== ВОПРОСЫ И ЗАДАНИЯ ==
1. Ответьте по отрывку о Лире:
(а) Что в отрывке названо трагедией жизни?
(б) Чего лишается тот, кто, как Глостер, хочет дать пристанище бедному страдальцу?
(в) В каком виде должен скитаться тот, кто, как Эдгар, благороден и непоколебимо верен?
2. Переведите на английский язык предложение из отрывка о Лире: «Потерять Корделию — это значит претерпеть крушение всей жизни».
3. Продолжите отрывок о Лире, начав сразу после его последнего предложения.

Потерять Корделию — это значит претерпеть крушение всей жизни. Все люди теряют свою Корделию или чувствуют, что им грозить опасность ее потерять. Потерять самое лучшее и самое дорогое, то, что одно дает жизни цену, — в этом трагедия жизни. Отсюда и вопрос не это ли кончина мира? Да, кончина мира. Каждый отдельный человек имеет лишь свой мир и находится под вечною угрозой пережить его крушение, а Шекспир в 1606 г. был в настроении, допускавшем ею писать лишь такие драмы, где изображалась кончина мира.

Это кончина мира, когда нам кажется, что нравственный мир погибает, когда тот, кто великодушен и доверчив, как Лир, встречает неблагодарность и ненависть в отплату, когда тот, кто честен и доблестен, как Кент, несет позорное наказание, когда тот, кто полон милосердия, как Глостер, и хочет дать пристанище бедному страдальцу, в награду за это теряет глаза, когда тот, кто благороден и непоколебимо верен, как Эдгар, должен скитаться в виде сумасшедшего, с лохмотьями на чреслах, когда, наконец, та, которая представляет живой символ величия женской души и дочерней нежности к старому отцу, ставшему как бы ее ребенком, может на его глазах быть повешена руками убийцы. Так что же пользы в том, что злые после того губят и прощают друг друга! Это громадная трагедия человеческой жизни, и из нее звучит хор насмешливых, полных дикого вожделения и безнадежно стонущих голосов.

== ИЗВЛЕЧЁННЫЕ ДАННЫЕ ==

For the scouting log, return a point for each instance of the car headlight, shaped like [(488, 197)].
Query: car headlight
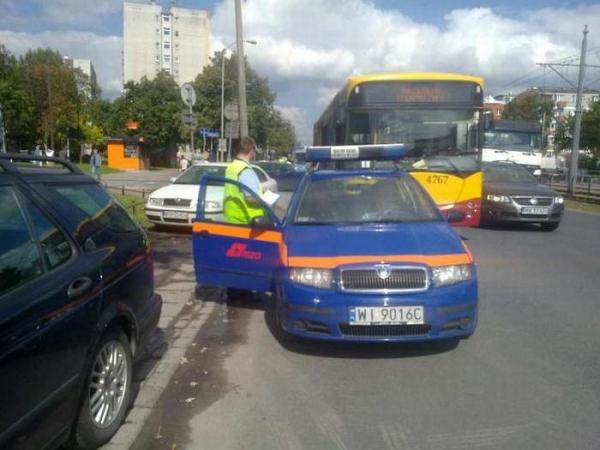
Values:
[(212, 206), (320, 278), (497, 198), (155, 201), (445, 275)]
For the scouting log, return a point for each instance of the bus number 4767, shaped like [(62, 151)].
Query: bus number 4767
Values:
[(437, 179)]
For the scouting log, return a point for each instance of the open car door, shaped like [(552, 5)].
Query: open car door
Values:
[(233, 255)]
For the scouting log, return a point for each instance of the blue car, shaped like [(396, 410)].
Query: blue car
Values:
[(362, 254)]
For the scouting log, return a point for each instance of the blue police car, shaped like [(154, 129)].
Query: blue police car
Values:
[(362, 254)]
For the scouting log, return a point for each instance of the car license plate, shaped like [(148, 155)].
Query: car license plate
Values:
[(534, 210), (386, 315), (174, 215)]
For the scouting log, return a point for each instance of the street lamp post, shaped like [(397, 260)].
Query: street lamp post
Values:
[(248, 41)]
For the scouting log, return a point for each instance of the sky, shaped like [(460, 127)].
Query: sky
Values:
[(307, 48)]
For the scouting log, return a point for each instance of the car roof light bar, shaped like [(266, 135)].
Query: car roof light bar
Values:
[(382, 152)]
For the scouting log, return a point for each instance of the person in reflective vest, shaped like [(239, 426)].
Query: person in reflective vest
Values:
[(239, 207)]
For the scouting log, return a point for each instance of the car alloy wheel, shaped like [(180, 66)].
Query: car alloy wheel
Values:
[(109, 384)]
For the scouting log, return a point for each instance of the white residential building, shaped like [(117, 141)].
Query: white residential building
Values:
[(175, 40)]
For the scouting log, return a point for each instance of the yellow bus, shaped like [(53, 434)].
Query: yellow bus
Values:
[(438, 117)]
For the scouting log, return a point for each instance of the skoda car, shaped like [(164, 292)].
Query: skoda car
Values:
[(512, 194), (175, 204), (361, 255)]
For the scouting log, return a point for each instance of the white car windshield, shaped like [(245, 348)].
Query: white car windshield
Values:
[(195, 173)]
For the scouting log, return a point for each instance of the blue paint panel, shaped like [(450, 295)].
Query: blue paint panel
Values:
[(421, 238), (250, 263)]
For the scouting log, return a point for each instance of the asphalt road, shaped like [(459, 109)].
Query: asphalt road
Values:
[(528, 378)]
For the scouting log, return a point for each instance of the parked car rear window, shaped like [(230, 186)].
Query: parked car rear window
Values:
[(20, 259), (91, 212)]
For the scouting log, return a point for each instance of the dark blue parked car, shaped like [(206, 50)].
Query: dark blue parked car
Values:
[(77, 304), (286, 174)]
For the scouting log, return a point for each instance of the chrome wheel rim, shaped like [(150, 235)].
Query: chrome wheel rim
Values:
[(109, 384)]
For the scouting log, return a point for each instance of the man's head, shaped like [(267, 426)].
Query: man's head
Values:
[(247, 148)]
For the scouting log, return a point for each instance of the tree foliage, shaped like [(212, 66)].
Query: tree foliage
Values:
[(530, 108), (590, 130), (265, 123)]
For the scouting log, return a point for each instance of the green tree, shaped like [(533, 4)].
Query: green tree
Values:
[(53, 89), (17, 104), (530, 108), (265, 123), (590, 130), (156, 106)]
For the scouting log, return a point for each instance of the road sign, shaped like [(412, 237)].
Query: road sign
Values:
[(231, 111), (188, 94), (188, 119), (232, 129)]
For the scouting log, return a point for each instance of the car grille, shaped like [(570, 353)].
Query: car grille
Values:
[(181, 202), (384, 330), (407, 279), (539, 201)]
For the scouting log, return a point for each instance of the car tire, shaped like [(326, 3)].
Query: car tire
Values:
[(549, 226), (100, 417), (282, 335)]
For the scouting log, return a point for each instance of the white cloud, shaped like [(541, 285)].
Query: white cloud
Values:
[(317, 44), (103, 51)]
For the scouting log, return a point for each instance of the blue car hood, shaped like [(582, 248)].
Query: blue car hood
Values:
[(419, 238)]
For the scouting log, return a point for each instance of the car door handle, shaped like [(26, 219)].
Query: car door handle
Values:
[(79, 286)]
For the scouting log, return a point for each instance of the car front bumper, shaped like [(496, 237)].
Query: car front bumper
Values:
[(449, 312), (176, 217), (513, 212)]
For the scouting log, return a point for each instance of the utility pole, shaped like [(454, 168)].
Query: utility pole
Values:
[(572, 181), (577, 131), (241, 70), (2, 132)]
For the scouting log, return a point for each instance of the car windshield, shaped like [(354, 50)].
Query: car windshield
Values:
[(195, 173), (508, 173), (363, 199)]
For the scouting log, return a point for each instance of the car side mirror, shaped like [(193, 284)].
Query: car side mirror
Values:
[(261, 222), (455, 216)]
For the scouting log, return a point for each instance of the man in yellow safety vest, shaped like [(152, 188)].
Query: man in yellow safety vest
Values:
[(239, 207)]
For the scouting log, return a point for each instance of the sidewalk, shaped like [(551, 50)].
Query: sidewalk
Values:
[(140, 180)]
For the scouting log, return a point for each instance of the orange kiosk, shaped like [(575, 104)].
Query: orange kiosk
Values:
[(127, 153)]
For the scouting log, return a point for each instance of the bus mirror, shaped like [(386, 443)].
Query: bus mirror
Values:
[(455, 216)]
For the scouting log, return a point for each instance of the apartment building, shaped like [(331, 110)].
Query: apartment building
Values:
[(172, 39)]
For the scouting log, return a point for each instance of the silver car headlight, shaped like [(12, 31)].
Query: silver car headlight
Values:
[(497, 198), (445, 275), (212, 206), (153, 201), (319, 278)]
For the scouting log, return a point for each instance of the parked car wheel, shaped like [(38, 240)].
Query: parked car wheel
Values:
[(107, 392), (550, 226)]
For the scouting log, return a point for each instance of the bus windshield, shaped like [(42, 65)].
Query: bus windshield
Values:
[(427, 131)]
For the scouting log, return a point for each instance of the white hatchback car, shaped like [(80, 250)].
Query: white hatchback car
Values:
[(176, 203)]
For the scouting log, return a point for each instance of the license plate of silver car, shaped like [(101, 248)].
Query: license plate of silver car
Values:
[(534, 210)]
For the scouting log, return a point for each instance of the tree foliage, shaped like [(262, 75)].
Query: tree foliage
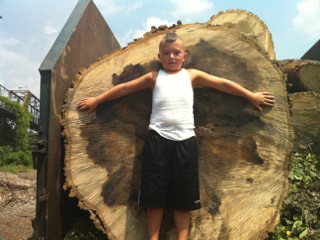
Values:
[(14, 142)]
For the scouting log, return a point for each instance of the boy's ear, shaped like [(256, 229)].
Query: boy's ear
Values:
[(186, 55)]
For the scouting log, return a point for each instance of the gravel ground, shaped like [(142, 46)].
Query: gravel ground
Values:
[(17, 205)]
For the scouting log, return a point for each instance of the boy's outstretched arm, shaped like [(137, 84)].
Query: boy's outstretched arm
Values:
[(91, 103), (200, 78)]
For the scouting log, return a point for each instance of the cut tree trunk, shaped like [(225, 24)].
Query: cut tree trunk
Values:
[(305, 110), (244, 154), (303, 75), (249, 26)]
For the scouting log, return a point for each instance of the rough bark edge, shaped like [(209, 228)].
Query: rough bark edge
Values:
[(291, 68), (270, 55), (296, 144)]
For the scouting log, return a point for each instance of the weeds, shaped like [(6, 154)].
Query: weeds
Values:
[(300, 216)]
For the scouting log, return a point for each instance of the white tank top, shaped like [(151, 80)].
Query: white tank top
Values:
[(172, 106)]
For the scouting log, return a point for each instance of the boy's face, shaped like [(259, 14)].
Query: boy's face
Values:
[(172, 55)]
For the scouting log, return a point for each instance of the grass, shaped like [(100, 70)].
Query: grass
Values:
[(300, 216)]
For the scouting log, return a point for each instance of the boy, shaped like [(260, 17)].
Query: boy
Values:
[(170, 157)]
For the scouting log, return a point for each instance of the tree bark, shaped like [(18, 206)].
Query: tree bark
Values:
[(303, 75), (305, 110), (250, 26), (244, 154)]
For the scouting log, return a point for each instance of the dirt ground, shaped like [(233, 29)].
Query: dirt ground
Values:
[(17, 205)]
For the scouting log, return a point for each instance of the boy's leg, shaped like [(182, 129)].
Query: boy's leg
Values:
[(154, 219), (182, 221)]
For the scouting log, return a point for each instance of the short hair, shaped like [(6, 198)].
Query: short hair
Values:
[(171, 37)]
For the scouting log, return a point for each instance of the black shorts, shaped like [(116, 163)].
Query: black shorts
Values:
[(169, 174)]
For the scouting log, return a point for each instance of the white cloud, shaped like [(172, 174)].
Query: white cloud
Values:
[(10, 41), (113, 7), (134, 34), (191, 7), (50, 30), (308, 18)]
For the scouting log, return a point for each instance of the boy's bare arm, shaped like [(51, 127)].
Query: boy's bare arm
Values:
[(91, 103), (200, 78)]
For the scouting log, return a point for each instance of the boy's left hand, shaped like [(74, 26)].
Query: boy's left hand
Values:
[(262, 98)]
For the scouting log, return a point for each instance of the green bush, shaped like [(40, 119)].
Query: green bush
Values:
[(16, 151), (300, 216)]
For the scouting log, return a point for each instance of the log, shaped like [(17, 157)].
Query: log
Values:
[(250, 26), (303, 75), (244, 154), (305, 110)]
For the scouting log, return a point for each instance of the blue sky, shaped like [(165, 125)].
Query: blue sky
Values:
[(28, 28)]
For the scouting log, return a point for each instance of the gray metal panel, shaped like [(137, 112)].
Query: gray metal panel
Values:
[(85, 37), (313, 53)]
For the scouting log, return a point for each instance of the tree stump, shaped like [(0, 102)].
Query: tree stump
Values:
[(303, 75), (244, 154), (250, 26), (305, 110)]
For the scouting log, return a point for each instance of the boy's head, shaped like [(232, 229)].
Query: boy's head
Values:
[(172, 52)]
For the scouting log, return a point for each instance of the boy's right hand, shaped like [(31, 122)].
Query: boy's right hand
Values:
[(87, 104)]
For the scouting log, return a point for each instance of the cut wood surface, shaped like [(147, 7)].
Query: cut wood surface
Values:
[(305, 109), (249, 26), (303, 75), (244, 153)]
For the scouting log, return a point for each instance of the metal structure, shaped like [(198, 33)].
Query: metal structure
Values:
[(21, 96), (313, 53), (84, 38)]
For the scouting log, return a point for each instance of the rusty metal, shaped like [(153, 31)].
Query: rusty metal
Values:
[(313, 53), (85, 37), (21, 96)]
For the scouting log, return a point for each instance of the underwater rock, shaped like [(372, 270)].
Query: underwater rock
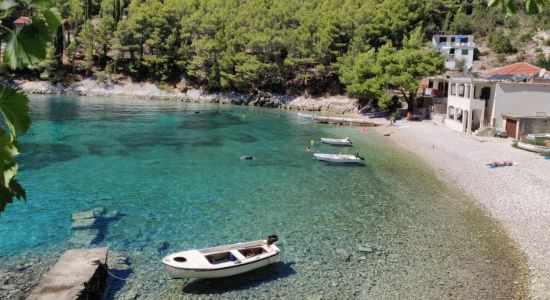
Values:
[(83, 223), (78, 274), (83, 237), (365, 248), (343, 254)]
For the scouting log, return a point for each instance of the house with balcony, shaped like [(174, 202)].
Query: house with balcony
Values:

== ОТВЕТЫ К ЗАДАНИЯМ ==
1.
(а) Потерять самое лучшее и самое дорогое, то, что одно дает жизни цену.
(б) Он теряет глаза.
(в) В виде сумасшедшего, с лохмотьями на чреслах.

2. To lose Cordelia means to suffer the collapse of one's entire life.

3.
Сидя в ночную пору у камина, Шекспир в свисте бури, хлеставшей в оконные стекла, прислушиваясь к завываниям ветра в трубе, слышал, как все эти грозные голоса контрапунктически, точно в фуге, перебивали друг друга, и услыхал в них вопль отчаяния, исходящий из груди страждущего человечества.

Глава 53. «Антоний и Клеопатра». — Что привлекло Шекспира к этому сюжету?

Если в «Лире» нам уже дана величественная трагедия человеческой жизни, то что же остается к ней еще прибавить? Ведь больше не о чем писать поэту, и Шекспир мог отложить в сторону свое перо.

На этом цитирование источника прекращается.